▶ **Problem statement**
Among the lines below, copy exactly those from the one with "Where can the tile" through the one with "<point>368,93</point>", counting both ends.

[Material shown]

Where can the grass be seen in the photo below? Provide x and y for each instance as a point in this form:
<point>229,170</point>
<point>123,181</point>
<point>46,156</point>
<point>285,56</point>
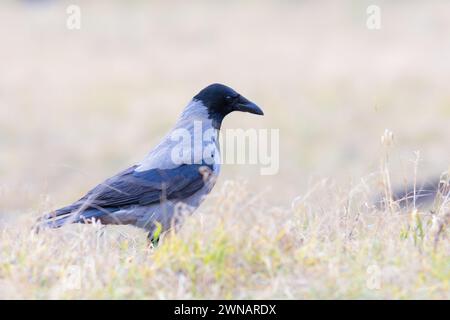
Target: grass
<point>78,106</point>
<point>237,246</point>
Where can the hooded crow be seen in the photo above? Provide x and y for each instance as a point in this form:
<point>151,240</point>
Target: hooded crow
<point>171,181</point>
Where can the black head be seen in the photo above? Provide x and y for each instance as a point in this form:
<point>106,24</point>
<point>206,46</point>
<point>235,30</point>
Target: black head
<point>221,100</point>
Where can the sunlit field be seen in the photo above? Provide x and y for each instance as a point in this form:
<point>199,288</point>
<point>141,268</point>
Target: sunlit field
<point>77,106</point>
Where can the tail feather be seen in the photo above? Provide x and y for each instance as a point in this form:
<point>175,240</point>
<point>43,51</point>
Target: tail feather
<point>67,215</point>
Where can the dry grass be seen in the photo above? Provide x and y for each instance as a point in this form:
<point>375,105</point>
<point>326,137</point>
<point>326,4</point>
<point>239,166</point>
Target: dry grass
<point>76,107</point>
<point>329,245</point>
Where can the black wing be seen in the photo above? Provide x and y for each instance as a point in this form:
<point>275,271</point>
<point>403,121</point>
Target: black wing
<point>146,187</point>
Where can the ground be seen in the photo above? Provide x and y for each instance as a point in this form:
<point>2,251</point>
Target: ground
<point>77,106</point>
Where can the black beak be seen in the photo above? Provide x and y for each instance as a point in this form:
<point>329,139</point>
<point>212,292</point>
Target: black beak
<point>245,105</point>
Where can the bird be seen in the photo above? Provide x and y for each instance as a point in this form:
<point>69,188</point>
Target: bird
<point>173,178</point>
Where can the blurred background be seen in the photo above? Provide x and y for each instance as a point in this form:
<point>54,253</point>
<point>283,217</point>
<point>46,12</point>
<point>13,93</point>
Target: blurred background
<point>76,106</point>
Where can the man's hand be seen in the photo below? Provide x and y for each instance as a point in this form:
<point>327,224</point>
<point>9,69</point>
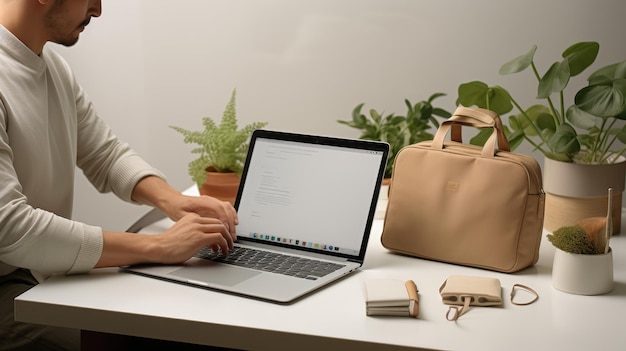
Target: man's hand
<point>190,234</point>
<point>204,206</point>
<point>176,245</point>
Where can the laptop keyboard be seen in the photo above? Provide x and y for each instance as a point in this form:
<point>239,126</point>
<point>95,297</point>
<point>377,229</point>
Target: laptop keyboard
<point>272,262</point>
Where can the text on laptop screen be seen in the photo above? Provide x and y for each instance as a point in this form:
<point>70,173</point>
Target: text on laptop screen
<point>308,195</point>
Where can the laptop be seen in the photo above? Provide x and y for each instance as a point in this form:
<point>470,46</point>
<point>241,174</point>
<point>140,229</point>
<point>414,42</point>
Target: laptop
<point>310,197</point>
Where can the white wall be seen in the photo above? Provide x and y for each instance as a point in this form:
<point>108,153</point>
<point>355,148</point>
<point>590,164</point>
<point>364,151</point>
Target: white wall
<point>301,65</point>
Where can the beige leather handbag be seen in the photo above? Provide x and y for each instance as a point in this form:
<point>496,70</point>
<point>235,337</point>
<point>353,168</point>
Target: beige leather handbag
<point>463,204</point>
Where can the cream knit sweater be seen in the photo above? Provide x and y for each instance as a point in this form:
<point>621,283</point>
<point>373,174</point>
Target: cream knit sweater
<point>48,126</point>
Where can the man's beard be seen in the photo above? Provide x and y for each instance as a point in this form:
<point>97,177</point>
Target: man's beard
<point>57,26</point>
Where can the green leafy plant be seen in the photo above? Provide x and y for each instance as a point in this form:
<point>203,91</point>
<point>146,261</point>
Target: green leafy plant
<point>222,147</point>
<point>573,239</point>
<point>588,131</point>
<point>398,130</point>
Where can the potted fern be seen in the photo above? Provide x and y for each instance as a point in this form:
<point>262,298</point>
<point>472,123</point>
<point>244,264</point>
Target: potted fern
<point>222,150</point>
<point>582,138</point>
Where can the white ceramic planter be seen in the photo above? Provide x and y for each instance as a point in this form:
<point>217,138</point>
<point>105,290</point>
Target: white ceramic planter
<point>577,191</point>
<point>582,274</point>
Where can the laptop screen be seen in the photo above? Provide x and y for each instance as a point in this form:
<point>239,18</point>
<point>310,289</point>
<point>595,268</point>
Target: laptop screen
<point>310,192</point>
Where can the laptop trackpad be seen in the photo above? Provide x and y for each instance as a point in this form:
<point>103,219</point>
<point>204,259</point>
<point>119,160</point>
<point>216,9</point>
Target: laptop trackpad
<point>212,273</point>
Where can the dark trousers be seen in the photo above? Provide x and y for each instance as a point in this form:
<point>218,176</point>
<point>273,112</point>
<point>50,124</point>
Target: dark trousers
<point>24,336</point>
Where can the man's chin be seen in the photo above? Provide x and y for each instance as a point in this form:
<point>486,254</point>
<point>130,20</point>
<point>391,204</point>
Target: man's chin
<point>68,42</point>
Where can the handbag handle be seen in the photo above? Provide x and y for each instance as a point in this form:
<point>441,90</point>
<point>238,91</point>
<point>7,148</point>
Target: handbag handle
<point>478,118</point>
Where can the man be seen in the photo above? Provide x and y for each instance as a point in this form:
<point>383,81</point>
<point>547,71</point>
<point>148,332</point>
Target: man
<point>47,128</point>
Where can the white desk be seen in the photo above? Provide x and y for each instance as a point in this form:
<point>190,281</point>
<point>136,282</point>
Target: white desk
<point>334,318</point>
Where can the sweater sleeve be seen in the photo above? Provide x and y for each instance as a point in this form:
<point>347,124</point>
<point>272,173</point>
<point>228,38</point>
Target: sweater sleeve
<point>108,163</point>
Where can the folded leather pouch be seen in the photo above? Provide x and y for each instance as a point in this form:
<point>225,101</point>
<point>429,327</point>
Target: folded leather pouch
<point>391,297</point>
<point>467,291</point>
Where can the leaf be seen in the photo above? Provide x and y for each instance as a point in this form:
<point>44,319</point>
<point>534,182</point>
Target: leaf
<point>520,63</point>
<point>580,56</point>
<point>621,134</point>
<point>605,99</point>
<point>616,70</point>
<point>539,115</point>
<point>564,140</point>
<point>479,94</point>
<point>554,81</point>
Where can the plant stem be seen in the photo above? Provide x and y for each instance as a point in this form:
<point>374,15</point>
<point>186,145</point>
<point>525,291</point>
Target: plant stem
<point>530,122</point>
<point>555,115</point>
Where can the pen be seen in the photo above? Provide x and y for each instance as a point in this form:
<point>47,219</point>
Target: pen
<point>411,288</point>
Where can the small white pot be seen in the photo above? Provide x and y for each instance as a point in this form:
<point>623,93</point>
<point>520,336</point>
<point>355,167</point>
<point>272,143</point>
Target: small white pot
<point>577,191</point>
<point>582,274</point>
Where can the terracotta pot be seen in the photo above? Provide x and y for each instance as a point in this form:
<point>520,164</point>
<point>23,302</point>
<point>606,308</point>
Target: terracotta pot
<point>577,191</point>
<point>223,186</point>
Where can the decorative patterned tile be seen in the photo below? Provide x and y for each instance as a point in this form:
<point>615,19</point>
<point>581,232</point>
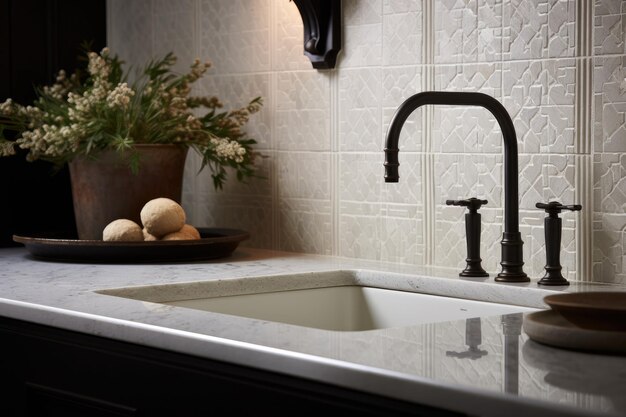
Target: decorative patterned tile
<point>463,176</point>
<point>302,115</point>
<point>609,31</point>
<point>402,233</point>
<point>609,251</point>
<point>468,31</point>
<point>236,92</point>
<point>130,30</point>
<point>288,41</point>
<point>303,175</point>
<point>359,235</point>
<point>540,96</point>
<point>305,226</point>
<point>362,34</point>
<point>545,178</point>
<point>252,214</point>
<point>360,110</point>
<point>398,85</point>
<point>609,174</point>
<point>610,104</point>
<point>175,34</point>
<point>235,35</point>
<point>538,29</point>
<point>467,129</point>
<point>361,177</point>
<point>402,36</point>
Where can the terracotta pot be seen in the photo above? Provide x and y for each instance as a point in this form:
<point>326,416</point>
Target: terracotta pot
<point>105,188</point>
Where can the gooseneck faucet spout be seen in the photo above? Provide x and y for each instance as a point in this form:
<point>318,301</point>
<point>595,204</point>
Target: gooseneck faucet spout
<point>512,245</point>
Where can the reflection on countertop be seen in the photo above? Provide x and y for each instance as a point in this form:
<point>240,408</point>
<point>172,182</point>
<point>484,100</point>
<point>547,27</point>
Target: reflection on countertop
<point>504,372</point>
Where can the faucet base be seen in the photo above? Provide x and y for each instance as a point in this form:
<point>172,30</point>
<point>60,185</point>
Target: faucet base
<point>512,255</point>
<point>473,269</point>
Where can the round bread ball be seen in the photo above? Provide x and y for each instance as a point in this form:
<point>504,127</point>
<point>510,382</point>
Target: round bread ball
<point>190,230</point>
<point>122,230</point>
<point>161,216</point>
<point>147,236</point>
<point>179,235</point>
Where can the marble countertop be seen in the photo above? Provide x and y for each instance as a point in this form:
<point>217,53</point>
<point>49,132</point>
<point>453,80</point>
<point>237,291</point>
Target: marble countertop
<point>508,374</point>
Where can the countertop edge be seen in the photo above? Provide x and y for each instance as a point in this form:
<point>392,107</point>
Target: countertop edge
<point>331,371</point>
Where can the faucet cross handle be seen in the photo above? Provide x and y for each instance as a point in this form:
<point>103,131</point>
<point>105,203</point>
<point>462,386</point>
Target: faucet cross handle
<point>554,207</point>
<point>552,225</point>
<point>473,268</point>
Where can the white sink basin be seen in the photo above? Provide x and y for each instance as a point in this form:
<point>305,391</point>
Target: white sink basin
<point>335,306</point>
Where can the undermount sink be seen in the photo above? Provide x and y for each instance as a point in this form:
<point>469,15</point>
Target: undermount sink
<point>333,302</point>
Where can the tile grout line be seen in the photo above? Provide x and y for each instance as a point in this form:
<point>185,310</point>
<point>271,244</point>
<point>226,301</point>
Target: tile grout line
<point>273,170</point>
<point>427,123</point>
<point>334,160</point>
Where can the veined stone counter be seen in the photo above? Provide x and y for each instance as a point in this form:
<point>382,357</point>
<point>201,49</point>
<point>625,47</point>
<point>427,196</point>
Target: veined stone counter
<point>427,364</point>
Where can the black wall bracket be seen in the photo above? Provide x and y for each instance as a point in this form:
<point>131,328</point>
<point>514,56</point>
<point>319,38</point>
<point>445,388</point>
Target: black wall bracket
<point>322,31</point>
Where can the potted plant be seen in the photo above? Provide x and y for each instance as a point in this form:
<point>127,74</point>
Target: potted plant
<point>126,140</point>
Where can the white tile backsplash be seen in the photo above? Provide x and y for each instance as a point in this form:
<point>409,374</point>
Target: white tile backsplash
<point>558,67</point>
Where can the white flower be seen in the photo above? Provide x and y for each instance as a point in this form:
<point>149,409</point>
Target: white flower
<point>120,96</point>
<point>229,149</point>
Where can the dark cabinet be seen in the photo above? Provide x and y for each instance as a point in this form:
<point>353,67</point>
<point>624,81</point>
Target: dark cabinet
<point>37,39</point>
<point>48,372</point>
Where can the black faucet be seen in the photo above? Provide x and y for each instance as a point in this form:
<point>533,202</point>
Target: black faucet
<point>473,269</point>
<point>552,224</point>
<point>512,245</point>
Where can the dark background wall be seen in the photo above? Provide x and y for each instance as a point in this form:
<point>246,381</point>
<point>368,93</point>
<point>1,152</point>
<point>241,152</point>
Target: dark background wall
<point>37,38</point>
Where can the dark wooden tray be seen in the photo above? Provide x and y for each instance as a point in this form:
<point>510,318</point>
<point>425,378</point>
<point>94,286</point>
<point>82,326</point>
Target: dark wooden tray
<point>215,243</point>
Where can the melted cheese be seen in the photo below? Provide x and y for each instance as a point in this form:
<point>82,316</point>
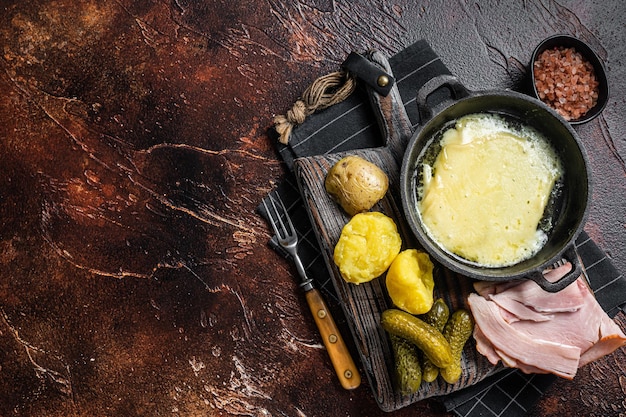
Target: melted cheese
<point>487,190</point>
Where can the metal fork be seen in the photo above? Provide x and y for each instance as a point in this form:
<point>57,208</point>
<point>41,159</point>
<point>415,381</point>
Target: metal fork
<point>340,357</point>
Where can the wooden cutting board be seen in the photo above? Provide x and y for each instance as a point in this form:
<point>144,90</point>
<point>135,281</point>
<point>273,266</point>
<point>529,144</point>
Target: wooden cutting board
<point>363,304</point>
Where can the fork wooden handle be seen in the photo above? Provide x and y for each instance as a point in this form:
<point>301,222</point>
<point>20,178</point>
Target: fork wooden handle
<point>339,355</point>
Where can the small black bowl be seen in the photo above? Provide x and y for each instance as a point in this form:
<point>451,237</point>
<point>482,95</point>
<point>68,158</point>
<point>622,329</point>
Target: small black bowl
<point>588,53</point>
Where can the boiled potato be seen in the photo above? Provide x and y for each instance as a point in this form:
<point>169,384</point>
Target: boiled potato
<point>356,184</point>
<point>368,244</point>
<point>410,282</point>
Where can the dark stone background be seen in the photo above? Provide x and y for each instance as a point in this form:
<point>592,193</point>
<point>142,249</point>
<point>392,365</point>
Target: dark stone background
<point>136,279</point>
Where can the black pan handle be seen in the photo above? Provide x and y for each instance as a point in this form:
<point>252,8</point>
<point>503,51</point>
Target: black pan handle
<point>457,91</point>
<point>570,255</point>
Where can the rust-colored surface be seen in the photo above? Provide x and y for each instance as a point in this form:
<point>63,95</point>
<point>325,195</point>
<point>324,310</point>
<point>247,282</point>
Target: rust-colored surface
<point>136,279</point>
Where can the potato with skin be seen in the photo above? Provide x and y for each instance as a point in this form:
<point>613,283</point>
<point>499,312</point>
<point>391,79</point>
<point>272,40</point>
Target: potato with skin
<point>356,184</point>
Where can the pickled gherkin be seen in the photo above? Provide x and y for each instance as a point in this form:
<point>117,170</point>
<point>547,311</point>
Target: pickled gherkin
<point>416,331</point>
<point>457,331</point>
<point>407,365</point>
<point>437,317</point>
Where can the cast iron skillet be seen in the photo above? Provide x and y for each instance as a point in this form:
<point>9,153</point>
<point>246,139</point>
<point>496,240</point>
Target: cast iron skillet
<point>570,208</point>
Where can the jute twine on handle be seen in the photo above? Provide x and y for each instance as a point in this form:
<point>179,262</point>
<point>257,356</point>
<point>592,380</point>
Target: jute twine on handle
<point>324,92</point>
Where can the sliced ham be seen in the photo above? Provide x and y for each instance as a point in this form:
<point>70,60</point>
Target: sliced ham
<point>519,347</point>
<point>528,328</point>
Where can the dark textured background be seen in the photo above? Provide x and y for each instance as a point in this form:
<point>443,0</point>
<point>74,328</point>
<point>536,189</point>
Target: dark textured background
<point>136,278</point>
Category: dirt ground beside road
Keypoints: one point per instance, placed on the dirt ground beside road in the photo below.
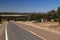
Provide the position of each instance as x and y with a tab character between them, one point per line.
2	31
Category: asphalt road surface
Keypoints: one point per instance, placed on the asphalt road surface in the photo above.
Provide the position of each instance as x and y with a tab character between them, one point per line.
14	32
46	34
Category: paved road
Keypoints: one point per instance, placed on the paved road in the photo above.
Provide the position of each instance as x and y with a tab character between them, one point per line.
46	34
17	33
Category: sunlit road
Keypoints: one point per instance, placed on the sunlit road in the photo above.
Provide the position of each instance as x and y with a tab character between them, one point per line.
14	32
45	34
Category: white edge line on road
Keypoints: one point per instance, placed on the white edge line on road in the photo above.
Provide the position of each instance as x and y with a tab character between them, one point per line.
6	35
33	33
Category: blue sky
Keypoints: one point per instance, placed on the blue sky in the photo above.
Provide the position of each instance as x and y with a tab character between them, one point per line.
28	5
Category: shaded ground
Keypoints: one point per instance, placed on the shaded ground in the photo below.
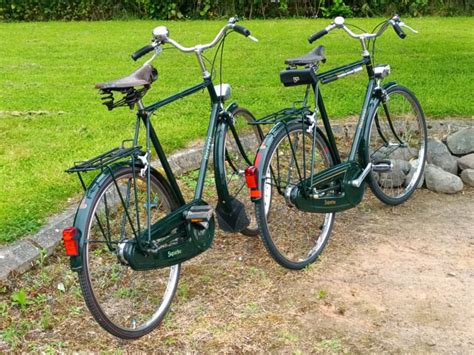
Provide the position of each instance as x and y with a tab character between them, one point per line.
391	279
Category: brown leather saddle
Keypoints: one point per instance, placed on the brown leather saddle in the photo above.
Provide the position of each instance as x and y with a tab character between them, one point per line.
143	76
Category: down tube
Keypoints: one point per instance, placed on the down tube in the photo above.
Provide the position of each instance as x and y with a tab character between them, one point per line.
206	152
360	129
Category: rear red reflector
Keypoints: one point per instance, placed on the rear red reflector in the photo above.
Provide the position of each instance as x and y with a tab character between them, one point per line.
251	177
70	241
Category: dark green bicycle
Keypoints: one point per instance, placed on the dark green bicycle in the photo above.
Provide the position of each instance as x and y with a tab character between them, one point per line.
133	227
298	168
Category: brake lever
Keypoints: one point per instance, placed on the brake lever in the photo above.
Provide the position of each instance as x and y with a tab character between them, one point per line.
402	24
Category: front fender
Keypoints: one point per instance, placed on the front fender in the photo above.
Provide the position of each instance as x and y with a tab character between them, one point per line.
261	157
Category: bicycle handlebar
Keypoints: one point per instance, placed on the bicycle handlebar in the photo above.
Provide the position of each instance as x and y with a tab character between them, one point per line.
142	51
161	36
339	23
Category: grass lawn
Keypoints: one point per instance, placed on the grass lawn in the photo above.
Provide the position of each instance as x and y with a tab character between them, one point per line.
50	115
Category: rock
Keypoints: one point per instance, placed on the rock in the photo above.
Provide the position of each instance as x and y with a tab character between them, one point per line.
439	155
467	176
413	167
441	181
396	177
466	162
461	142
399	153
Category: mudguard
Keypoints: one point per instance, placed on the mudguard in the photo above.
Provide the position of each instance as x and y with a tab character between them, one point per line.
83	210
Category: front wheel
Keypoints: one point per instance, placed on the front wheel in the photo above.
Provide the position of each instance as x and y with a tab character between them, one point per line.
397	137
293	238
125	302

[/Material shown]

▶ **Answer for this exercise**
Where can the tile grout line be seen in the photo above? Provide x and y for each instance as a point in this form:
<point>185,310</point>
<point>271,244</point>
<point>226,301</point>
Target: tile grout line
<point>273,170</point>
<point>427,123</point>
<point>334,160</point>
Where can the veined stone counter be seen in the photo above? Provide x and y for each instance as a point in this form:
<point>382,357</point>
<point>201,49</point>
<point>625,47</point>
<point>427,196</point>
Target: veined stone counter
<point>427,364</point>
Where can the black wall bracket be seen in the photo above? Provide x and y for each instance as a point in this form:
<point>131,328</point>
<point>514,56</point>
<point>319,38</point>
<point>445,388</point>
Target: black wall bracket
<point>322,31</point>
Where can the potted plant be seen in the photo above? Provide x and y for each instance as a point in this form:
<point>127,74</point>
Target: potted plant
<point>126,140</point>
Where can the white tile backsplash be seen in the photo above? Provide x and y for each instance as a point in this form:
<point>409,374</point>
Target: white tile backsplash
<point>558,67</point>
Where can the white flower be seen in the photo above? Provide x and y for each instance as a point in this form:
<point>149,409</point>
Target: white flower
<point>120,96</point>
<point>229,149</point>
Where can the dark cabinet be seen in the photo above? Provide x and y for each instance as a point in this form:
<point>353,67</point>
<point>624,81</point>
Target: dark cabinet
<point>37,39</point>
<point>48,372</point>
Where can the black faucet be seen in the photo above? Provide x and y for each instance as a point in this form:
<point>533,202</point>
Target: black faucet
<point>473,269</point>
<point>552,224</point>
<point>512,245</point>
Where can the dark background wall be seen in the photo above? Provide x and y for each instance as a point in this form:
<point>246,381</point>
<point>368,93</point>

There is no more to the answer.